>> Begin Excerpt to read

In the illustrated example, a position obtaining element 360 is arranged at the moving platform 301. The position obtaining element may provide georeferenced coordinate data for geo-referencing the map. In one example, the position obtaining element comprises a GPS receiver. In the illustrated example, a velocity obtaining element 370 is arranged at the moving platform 301. The velocity obtaining element 370 may provide velocity data for use in estimating the movement of the image capturing element(s). User of velocity data can support in the calculations such that the calculation burden is reduced. The velocity obtaining element 370 may for example comprise an Inertial Measurement Unit, IMU. In the illustrated example, the platform 301 comprises further a receiver 390 for receiving data. The data transmitter 380 and data receiver 390 may be used for communicating with other moving platforms. The respective platform may be arranged to communicate the built three dimensional map and/or its estimated position to the other platforms. When receiving a three dimensional map as built by another platform the processing element can be arranged to update the three dimensional map based on the three dimensional map received from another platform. The updating may comprise adapting the received three dimensional map to a coordinate system as used by the platform. In doing that, the processing element may be arranged to obtain information related to translation of coordinates as received from the other platform to a coordinate system as used by the own platform. When this translation of coordinates has been done related to another platform, the own platform can be arranged to translate estimated positions received from that other platforms to position coordinates in the own coordinate system.

>> End Excerpt to read

--- Exercise instructions ---
Please answer from the excerpt on moving platforms: what may the velocity obtaining element 370 comprise? The records aren't needed here.

>> Begin Given data

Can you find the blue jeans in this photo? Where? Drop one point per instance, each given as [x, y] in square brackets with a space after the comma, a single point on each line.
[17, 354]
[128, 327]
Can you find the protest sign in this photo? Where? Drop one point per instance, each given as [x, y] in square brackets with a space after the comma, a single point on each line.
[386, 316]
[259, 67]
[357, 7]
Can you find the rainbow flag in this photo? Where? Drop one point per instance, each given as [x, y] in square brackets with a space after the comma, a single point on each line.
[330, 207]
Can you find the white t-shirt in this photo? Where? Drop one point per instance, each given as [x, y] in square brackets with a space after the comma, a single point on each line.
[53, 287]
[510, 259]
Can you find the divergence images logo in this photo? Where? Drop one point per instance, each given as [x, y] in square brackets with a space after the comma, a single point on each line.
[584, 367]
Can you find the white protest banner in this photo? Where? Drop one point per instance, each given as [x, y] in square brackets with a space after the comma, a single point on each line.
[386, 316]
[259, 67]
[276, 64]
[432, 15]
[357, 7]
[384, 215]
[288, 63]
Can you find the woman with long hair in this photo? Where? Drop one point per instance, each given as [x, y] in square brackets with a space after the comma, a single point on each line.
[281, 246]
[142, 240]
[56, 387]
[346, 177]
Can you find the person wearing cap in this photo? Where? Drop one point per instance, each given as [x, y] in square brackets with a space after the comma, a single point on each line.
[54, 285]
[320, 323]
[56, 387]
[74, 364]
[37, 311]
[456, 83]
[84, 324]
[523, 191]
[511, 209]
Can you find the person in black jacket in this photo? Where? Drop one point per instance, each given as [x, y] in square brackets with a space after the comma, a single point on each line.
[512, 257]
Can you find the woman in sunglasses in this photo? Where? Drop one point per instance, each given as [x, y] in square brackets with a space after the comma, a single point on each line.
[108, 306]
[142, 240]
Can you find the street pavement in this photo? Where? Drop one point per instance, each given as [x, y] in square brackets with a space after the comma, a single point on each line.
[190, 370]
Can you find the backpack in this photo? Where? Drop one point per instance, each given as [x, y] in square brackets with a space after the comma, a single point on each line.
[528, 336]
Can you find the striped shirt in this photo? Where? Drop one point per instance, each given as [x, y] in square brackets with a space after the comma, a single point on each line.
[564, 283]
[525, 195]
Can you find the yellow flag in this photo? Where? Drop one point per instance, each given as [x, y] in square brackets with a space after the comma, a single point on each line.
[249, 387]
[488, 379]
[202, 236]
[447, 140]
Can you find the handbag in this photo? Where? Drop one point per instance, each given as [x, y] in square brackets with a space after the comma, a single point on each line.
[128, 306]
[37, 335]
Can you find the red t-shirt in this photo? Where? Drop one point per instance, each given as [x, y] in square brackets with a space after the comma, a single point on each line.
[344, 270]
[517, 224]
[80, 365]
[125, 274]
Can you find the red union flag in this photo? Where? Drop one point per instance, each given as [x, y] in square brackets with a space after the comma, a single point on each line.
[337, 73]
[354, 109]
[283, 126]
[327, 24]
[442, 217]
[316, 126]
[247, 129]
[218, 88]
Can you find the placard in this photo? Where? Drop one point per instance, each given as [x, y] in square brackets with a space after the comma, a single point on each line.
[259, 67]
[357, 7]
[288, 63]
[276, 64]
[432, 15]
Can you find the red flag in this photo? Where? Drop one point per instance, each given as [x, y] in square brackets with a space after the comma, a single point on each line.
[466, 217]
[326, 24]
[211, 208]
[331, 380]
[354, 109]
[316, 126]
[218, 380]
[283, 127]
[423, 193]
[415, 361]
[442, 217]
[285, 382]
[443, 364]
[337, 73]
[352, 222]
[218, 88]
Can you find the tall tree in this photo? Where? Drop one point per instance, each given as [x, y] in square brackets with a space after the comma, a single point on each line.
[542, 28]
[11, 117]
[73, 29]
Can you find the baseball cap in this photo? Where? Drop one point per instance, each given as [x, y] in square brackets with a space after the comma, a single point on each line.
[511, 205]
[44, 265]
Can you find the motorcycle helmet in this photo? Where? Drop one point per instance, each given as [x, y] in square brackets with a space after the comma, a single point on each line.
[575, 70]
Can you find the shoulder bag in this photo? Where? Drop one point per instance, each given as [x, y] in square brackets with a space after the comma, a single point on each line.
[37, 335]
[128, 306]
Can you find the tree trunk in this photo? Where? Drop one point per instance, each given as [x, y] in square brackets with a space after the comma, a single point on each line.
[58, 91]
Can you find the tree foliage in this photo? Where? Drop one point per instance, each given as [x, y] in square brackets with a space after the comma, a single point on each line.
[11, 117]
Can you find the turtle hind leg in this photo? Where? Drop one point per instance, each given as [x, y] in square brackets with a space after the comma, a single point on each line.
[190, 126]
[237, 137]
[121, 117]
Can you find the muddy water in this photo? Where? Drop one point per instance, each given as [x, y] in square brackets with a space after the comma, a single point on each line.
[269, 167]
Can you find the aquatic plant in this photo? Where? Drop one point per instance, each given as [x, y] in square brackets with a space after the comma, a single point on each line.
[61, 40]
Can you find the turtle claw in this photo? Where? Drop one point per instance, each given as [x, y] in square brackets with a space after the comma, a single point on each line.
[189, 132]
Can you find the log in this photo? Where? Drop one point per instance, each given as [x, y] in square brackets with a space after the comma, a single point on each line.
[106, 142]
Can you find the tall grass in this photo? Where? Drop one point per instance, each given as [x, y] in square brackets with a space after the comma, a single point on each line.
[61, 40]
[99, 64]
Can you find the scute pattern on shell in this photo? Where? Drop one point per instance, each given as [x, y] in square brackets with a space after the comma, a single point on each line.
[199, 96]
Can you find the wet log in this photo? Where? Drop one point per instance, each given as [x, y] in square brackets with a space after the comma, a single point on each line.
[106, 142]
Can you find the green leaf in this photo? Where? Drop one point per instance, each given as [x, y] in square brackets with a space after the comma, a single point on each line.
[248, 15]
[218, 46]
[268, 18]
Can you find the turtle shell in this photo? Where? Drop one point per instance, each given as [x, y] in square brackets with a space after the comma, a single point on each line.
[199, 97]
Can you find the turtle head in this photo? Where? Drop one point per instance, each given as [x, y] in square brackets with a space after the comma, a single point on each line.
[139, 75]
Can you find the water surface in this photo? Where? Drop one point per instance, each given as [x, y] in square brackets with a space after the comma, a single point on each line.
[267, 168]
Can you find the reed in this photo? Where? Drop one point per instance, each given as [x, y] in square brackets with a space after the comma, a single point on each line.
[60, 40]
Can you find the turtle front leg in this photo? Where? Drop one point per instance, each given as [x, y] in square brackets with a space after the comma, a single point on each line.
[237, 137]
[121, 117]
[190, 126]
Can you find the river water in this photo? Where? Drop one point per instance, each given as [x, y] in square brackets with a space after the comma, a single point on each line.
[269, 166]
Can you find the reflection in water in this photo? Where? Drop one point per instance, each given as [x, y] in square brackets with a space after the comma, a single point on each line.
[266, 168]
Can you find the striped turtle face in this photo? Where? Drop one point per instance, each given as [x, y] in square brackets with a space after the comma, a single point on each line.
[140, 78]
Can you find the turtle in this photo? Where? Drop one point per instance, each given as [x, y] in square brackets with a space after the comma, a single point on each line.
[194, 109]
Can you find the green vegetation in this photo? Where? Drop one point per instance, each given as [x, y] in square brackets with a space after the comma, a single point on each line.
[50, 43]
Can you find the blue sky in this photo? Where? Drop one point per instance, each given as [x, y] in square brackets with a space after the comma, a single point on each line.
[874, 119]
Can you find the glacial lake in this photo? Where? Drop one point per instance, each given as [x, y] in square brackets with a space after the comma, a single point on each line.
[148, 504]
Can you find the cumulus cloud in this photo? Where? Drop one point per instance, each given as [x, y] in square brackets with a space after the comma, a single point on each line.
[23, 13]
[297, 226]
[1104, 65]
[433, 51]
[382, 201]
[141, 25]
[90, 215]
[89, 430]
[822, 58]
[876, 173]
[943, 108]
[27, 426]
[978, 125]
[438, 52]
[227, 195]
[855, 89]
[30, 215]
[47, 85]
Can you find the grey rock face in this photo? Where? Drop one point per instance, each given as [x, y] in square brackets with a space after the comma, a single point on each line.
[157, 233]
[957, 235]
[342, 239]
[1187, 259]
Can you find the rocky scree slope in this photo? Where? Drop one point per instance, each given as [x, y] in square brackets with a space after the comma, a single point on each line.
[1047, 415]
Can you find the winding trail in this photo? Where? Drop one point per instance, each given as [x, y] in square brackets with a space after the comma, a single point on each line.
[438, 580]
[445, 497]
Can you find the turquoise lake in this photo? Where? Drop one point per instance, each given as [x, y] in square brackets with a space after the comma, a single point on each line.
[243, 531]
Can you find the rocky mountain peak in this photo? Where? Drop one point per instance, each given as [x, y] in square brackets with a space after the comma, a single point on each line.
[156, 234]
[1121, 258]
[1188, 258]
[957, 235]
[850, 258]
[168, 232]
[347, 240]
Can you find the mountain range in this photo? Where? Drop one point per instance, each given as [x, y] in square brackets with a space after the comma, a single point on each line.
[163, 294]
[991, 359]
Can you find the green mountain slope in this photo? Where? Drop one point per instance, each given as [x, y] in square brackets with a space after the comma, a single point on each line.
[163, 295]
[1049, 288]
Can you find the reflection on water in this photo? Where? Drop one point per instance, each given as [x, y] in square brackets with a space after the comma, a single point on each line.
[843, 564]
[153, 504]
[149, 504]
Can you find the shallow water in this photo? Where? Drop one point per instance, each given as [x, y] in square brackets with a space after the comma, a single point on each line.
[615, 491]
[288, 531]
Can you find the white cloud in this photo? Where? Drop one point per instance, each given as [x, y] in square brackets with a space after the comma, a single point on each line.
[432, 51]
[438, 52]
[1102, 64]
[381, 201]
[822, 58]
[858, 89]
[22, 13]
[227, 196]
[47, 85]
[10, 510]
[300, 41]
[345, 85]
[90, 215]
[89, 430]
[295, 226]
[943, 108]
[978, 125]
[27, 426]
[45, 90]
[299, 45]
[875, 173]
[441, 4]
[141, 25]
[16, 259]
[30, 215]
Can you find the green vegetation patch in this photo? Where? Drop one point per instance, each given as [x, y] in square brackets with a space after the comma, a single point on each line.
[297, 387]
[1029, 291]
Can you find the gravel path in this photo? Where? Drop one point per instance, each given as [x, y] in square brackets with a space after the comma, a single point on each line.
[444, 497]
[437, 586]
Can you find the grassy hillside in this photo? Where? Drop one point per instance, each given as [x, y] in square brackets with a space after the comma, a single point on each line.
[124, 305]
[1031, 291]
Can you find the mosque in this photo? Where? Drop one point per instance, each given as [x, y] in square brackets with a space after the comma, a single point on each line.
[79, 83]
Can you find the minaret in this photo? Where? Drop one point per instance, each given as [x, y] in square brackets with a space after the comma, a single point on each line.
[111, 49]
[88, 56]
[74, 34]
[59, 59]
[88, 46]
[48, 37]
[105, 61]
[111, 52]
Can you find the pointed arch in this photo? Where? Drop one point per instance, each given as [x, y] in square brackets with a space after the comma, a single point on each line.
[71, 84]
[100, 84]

>> End Given data

--- Worked solution ---
An Inertial Measurement Unit (IMU).